* [Exercise details] Reproduce every line of the listing below without any changes.

(Dataset items)

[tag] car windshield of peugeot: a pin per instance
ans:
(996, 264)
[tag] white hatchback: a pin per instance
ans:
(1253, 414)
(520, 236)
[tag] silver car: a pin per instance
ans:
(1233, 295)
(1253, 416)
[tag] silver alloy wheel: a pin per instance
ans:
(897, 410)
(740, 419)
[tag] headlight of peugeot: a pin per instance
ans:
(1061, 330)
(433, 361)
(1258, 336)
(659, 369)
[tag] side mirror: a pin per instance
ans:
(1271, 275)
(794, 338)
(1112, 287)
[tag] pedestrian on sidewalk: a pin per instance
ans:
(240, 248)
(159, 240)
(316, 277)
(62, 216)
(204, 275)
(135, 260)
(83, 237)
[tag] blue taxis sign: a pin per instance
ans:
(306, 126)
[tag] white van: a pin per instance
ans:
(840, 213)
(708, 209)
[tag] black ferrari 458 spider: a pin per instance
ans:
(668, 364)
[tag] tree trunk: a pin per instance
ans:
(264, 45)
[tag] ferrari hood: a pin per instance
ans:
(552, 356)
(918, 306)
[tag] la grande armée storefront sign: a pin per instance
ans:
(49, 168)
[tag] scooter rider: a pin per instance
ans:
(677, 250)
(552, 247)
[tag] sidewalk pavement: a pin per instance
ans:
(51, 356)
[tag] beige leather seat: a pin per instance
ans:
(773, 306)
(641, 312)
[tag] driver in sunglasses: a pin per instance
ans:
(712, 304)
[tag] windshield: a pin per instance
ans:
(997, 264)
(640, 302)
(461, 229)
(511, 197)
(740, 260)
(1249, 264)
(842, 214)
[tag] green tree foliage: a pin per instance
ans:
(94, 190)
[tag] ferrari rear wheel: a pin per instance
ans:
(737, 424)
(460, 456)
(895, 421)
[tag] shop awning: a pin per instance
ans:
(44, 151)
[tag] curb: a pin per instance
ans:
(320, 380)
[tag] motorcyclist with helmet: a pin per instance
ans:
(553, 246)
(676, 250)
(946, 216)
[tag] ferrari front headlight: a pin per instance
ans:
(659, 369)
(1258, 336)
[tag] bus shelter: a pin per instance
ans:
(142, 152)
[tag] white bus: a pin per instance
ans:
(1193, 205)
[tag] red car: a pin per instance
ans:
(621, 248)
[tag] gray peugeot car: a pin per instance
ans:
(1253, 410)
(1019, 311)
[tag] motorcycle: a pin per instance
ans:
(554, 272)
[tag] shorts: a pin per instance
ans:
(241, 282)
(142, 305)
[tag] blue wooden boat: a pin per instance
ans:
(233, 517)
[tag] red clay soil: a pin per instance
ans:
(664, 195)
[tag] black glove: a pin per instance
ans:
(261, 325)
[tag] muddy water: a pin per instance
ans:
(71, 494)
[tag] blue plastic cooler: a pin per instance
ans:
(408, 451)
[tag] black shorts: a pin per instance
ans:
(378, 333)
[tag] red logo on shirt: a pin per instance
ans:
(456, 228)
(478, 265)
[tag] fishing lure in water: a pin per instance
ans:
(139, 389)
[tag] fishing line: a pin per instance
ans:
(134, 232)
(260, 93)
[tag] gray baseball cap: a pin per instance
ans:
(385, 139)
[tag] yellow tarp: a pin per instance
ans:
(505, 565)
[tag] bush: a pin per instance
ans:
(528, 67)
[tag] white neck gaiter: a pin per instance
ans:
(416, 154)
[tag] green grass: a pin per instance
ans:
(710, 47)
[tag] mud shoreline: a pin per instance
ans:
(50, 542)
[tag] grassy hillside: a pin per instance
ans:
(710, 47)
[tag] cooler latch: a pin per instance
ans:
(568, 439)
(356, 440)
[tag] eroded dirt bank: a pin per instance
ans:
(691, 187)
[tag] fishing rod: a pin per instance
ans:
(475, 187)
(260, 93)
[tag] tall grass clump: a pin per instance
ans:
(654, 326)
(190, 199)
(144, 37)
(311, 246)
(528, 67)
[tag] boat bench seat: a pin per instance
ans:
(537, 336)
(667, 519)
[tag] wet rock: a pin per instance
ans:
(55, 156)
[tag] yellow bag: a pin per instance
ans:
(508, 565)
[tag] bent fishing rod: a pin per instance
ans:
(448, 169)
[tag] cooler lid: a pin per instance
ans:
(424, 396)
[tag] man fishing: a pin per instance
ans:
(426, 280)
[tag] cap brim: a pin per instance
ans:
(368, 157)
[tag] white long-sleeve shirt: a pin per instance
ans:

* [Answer to this exercise]
[tag] car windshield of peugeot: a pin per instance
ans:
(996, 264)
[tag] white hatchback: a pin per instance
ans:
(1253, 414)
(520, 236)
[tag] silver car: a pin per instance
ans:
(1233, 295)
(1253, 416)
[tag] silver alloy wheel: a pin per instance
ans:
(897, 410)
(740, 419)
[tag] headlight of peugeot: a pin per instance
ans:
(1061, 330)
(433, 361)
(1258, 336)
(659, 369)
[tag] side mirror: a pin per instance
ans:
(1271, 275)
(794, 338)
(1112, 287)
[tag] pedestrian on sidewalk: a pin per instance
ans:
(240, 248)
(159, 240)
(316, 277)
(62, 216)
(204, 275)
(135, 260)
(83, 237)
[tag] blue taxis sign: a pin per instance
ans:
(306, 126)
[tag] white van: a pin per instance
ans:
(840, 213)
(708, 209)
[tag] black ferrari 458 spider: a pin per instance
ans:
(668, 364)
[tag] tree trunk: a pin per instance
ans:
(264, 45)
[tag] ferrari hood: a pin per instance
ans:
(552, 356)
(918, 306)
[tag] la grande armée storefront sign: a pin per instance
ans:
(49, 168)
[tag] scooter rider: a pin per instance
ans:
(677, 250)
(552, 247)
[tag] sidewalk pavement: a pin per instance
ans:
(51, 356)
[tag] beige leather seat: a pin per instance
ans:
(773, 306)
(641, 312)
[tag] driver in sunglasses: a pin per instance
ans:
(712, 304)
[tag] windshield: a pin per instance
ans:
(997, 264)
(640, 302)
(461, 229)
(511, 197)
(740, 260)
(1249, 264)
(842, 214)
[tag] green tree foliage: a pin per instance
ans:
(94, 190)
[tag] ferrari rear wheel: a pin per instance
ans:
(737, 424)
(460, 456)
(895, 421)
[tag] shop awning: a pin per instance
ans:
(44, 151)
[tag] curb: a pin per instance
ans:
(320, 380)
[tag] motorcyclist with helmet: a pin per instance
ans:
(553, 246)
(676, 250)
(946, 216)
[tag] ferrari front headlight: a pin per instance
ans:
(659, 369)
(1258, 336)
[tag] bus shelter: a pin per instance
ans:
(142, 152)
[tag] white bus: a pin per instance
ans:
(1193, 205)
[tag] red car: a pin per instance
ans:
(621, 248)
[tag] gray peugeot car: a pin per instance
ans:
(1253, 410)
(1019, 311)
[tag] motorcycle: a pin per instance
ans:
(554, 272)
[tag] shorts: a pin per instance
ans:
(241, 282)
(142, 305)
[tag] blue wooden boat: a pin per instance
ans:
(233, 517)
[tag] red clay soil: a pin per instance
ans:
(664, 195)
[tag] black glove: a pin per instance
ans:
(261, 325)
[tag] muddy water: a pin per instance
ans:
(71, 494)
[tag] blue plastic cooler: a pin per instance
ans:
(408, 451)
[tag] black shorts: a pin per instance
ans:
(378, 333)
[tag] red logo on shirt: a pin per instance
ans:
(456, 228)
(478, 265)
[tag] fishing lure in water: a pin per instance
ans:
(139, 389)
[tag] fishing line: a pin per instance
ans:
(134, 232)
(260, 93)
[tag] gray baseball cap: a pin per instance
ans:
(385, 139)
[tag] yellow tarp: a pin per instance
ans:
(505, 565)
[tag] bush: a pin per instance
ans:
(528, 67)
[tag] white neck gaiter: a pin per instance
ans:
(416, 154)
[tag] green grass: a pin per instance
ans:
(710, 47)
[tag] mud shoreline: a pin per instance
ans:
(50, 542)
[tag] grassy hillside: a pin per instance
ans:
(710, 47)
[tag] cooler latch: a pin per instance
ans:
(568, 439)
(356, 440)
[tag] eroded dirt bank: a pin per instance
ans:
(691, 187)
[tag] fishing rod: a pin per instance
ans:
(475, 187)
(260, 93)
[tag] tall grass clump: a pin per instance
ans:
(654, 326)
(190, 199)
(144, 37)
(311, 246)
(528, 67)
[tag] boat bench seat: a pin per instance
ans:
(537, 336)
(667, 519)
[tag] wet rock: a pin per instance
ans:
(55, 156)
[tag] yellow bag: a pin per instance
ans:
(508, 565)
[tag] bent fishing rod: a pin per instance
ans:
(448, 169)
[tag] cooler lid: a pin per instance
ans:
(424, 396)
[tag] man fishing: a pin per instance
ans:
(426, 280)
[tag] cap brim: a pin per instance
ans:
(368, 157)
[tag] white long-sleeve shirt: a pin per instance
ans:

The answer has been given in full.